* Begin INPUT RECORDS *
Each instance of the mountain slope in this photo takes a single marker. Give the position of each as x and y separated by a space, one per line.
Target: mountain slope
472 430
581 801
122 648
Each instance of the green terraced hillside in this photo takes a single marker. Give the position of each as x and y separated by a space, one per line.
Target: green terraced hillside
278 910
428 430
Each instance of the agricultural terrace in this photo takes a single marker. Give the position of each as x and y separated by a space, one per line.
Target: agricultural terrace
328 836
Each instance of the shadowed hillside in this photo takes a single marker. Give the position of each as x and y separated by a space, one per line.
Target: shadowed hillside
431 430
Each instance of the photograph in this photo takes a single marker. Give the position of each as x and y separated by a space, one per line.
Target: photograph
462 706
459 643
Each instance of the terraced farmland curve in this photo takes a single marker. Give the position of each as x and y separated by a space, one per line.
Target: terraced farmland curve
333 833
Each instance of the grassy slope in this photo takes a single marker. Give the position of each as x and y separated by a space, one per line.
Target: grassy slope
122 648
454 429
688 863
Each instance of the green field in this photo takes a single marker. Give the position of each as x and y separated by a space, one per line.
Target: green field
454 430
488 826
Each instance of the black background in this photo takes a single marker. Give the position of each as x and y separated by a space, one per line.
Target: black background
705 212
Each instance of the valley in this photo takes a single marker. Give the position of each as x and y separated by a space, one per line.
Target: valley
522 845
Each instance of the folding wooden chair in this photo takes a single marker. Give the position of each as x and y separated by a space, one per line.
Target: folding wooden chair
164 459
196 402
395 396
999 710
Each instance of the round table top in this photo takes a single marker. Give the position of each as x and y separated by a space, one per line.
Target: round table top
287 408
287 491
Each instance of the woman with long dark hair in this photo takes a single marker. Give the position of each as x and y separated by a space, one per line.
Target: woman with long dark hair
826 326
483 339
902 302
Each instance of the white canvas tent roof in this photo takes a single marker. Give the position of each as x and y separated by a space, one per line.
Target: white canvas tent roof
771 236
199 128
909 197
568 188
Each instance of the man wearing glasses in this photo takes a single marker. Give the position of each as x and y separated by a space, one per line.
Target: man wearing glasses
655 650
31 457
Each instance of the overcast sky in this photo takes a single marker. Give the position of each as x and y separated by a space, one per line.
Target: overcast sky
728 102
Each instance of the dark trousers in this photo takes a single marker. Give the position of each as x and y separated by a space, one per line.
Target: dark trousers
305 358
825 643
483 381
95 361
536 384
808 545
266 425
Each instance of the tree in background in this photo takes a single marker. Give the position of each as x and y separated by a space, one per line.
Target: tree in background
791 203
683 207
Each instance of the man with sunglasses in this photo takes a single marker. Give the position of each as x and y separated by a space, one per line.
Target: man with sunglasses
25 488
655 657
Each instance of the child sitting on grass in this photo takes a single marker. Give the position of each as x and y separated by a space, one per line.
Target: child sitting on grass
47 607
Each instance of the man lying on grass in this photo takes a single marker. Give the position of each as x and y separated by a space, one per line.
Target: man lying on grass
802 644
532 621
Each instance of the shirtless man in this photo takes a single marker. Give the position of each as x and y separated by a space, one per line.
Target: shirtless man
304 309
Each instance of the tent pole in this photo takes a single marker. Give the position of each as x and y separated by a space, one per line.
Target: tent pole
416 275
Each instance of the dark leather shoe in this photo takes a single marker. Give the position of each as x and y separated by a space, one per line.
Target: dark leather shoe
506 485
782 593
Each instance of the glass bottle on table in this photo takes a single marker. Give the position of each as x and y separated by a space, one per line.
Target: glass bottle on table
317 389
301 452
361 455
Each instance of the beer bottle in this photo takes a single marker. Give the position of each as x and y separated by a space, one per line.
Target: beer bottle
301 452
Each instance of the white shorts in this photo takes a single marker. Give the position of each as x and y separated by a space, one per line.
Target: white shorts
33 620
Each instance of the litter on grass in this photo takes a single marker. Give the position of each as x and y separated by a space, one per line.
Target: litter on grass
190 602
* End INPUT RECORDS *
• _WHAT YOU SHOULD DO_
Please recast every line of the entries above as a Markdown table with two columns, Row and Line. Number the rows from 1 and leave out any blank lines.

• _RESPONSE_
| Row | Line |
|---|---|
| 1 | Each instance of the mountain slope in this photo takes a single marker. Give the position of each as x and y separated by a space, one per line. |
| 2 | Target: mountain slope |
| 3 | 472 430 |
| 4 | 581 801 |
| 5 | 122 648 |
| 6 | Each instance of the green terraced hillside in this photo takes a single marker. Give the position of each as x and y separated by a space, one per line. |
| 7 | Target: green terraced hillside |
| 8 | 278 910 |
| 9 | 428 430 |
| 10 | Each instance of the agricultural terrace in this photo takes a single marker. Give the position of each as x and y separated by a space, one per line. |
| 11 | Target: agricultural terrace |
| 12 | 328 836 |
| 13 | Each instance of the shadowed hillside in this photo takes a single marker. Give the position of each as x and y separated by a space, one per line. |
| 14 | Target: shadowed hillside |
| 15 | 431 430 |
| 16 | Each instance of the photograph in this photo takes a single marker. Give the position of each as x and y separated by a space, one per line. |
| 17 | Target: photograph |
| 18 | 462 706 |
| 19 | 459 643 |
| 20 | Each instance of the terraced farmland curve in this photo takes a single marker. Give the position of each as x and y separated by a space, one per line. |
| 21 | Target: terraced farmland curve |
| 22 | 333 833 |
| 23 | Each instance of the grassy slope in this photo takes a single marker. Give the position of each as x and y separated by a space, one per line. |
| 24 | Target: grassy slope |
| 25 | 122 648 |
| 26 | 454 429 |
| 27 | 688 863 |
| 28 | Each instance of the green field in this photo takes a single marker. Give the position of each as x and y separated by a space, one per line. |
| 29 | Target: green field |
| 30 | 454 430 |
| 31 | 488 826 |
| 32 | Each instance of the black background in this photo takes a single marker. Give the position of each as x and y separated by a space, one per line. |
| 33 | Target: black background |
| 34 | 705 212 |
| 35 | Each instance of the valley in this photo takes a single marker. Give the position of each as x and y separated by a space, one per line. |
| 36 | Target: valley |
| 37 | 522 845 |
| 38 | Each instance of the folding wooden chair in this photo takes a single marker. Give the position of each as x and y separated by a space, one per line. |
| 39 | Target: folding wooden chair |
| 40 | 164 459 |
| 41 | 196 402 |
| 42 | 395 396 |
| 43 | 999 710 |
| 44 | Each instance of the round table top in this photo takes a single marker. Give the position of each as x and y separated by a space, one per line. |
| 45 | Target: round table top |
| 46 | 287 408 |
| 47 | 287 491 |
| 48 | Each instance of the woman with long dark hair in this photo takes a single marker. Give the position of each as x and y separated by a space, one per line. |
| 49 | Target: woman with long dark hair |
| 50 | 826 326 |
| 51 | 483 339 |
| 52 | 902 302 |
| 53 | Each instance of the white canvas tent roof in this photo takes a single marker. Give the position of each as x and y separated by a space, one per line. |
| 54 | Target: white canvas tent roof |
| 55 | 771 236 |
| 56 | 199 128 |
| 57 | 909 197 |
| 58 | 568 188 |
| 59 | Each instance of the man wearing glasses in this photo takes a single marker. Give the position of each as x and y separated by a space, one per line. |
| 60 | Target: man wearing glasses |
| 61 | 655 650 |
| 62 | 31 457 |
| 63 | Each instance of the overcast sky in this photo takes a single marker. Give the position of each as x and y separated by a space, one per line. |
| 64 | Target: overcast sky |
| 65 | 728 102 |
| 66 | Each instance of the dark trousers in this photo takes a single marker. Give the position of each as x and y separated by a space, one per line. |
| 67 | Target: dark trousers |
| 68 | 305 358 |
| 69 | 825 643 |
| 70 | 483 381 |
| 71 | 95 361 |
| 72 | 536 384 |
| 73 | 808 545 |
| 74 | 266 425 |
| 75 | Each instance of the tree in background in this photo takes a single marker. Give the position of each as x and y separated by a space, one per line. |
| 76 | Target: tree in background |
| 77 | 791 203 |
| 78 | 683 207 |
| 79 | Each instance of the man with sunglasses in this photo takes a single marker. Give the position of each as x and y separated by a space, one per line. |
| 80 | Target: man with sunglasses |
| 81 | 25 488 |
| 82 | 655 657 |
| 83 | Each instance of the child sitting on grass in this photo takes a single marker. Give the position of each as x and y separated by a space, one per line. |
| 84 | Target: child sitting on grass |
| 85 | 47 607 |
| 86 | Each instance of the man lying on grass in this photo takes a single marker. Give the position of each as x and y separated by a space, one per line. |
| 87 | Target: man lying on grass |
| 88 | 802 644 |
| 89 | 532 621 |
| 90 | Each instance of the shirtless man in this photo takes a single marker. Give the position of each as x and y separated by a space, one per line. |
| 91 | Target: shirtless man |
| 92 | 304 309 |
| 93 | Each instance of the tent pole in this photo takes a single marker. Give the position of each as x and y separated by a space, one per line. |
| 94 | Target: tent pole |
| 95 | 416 275 |
| 96 | Each instance of the dark leather shoe in this photo takes a single marker. Give the position of each as x and y separated by a space, one per line. |
| 97 | Target: dark leather shoe |
| 98 | 506 485 |
| 99 | 782 593 |
| 100 | Each instance of the glass bottle on table in this photo takes a single marker. Give the position of each as x and y separated by a space, one per line. |
| 101 | Target: glass bottle on table |
| 102 | 317 389 |
| 103 | 301 452 |
| 104 | 361 455 |
| 105 | Each instance of the beer bottle in this photo takes a single marker. Give the position of each as x and y separated by a space, one per line. |
| 106 | Target: beer bottle |
| 107 | 301 452 |
| 108 | Each instance of the white shorts in this photo takes a single marker. Give the position of each as x and y separated by a space, one per line. |
| 109 | Target: white shorts |
| 110 | 33 620 |
| 111 | Each instance of the litter on grass in this photo takes a single marker. Give the position of each as x and y separated by a space, one per line. |
| 112 | Target: litter on grass |
| 113 | 190 602 |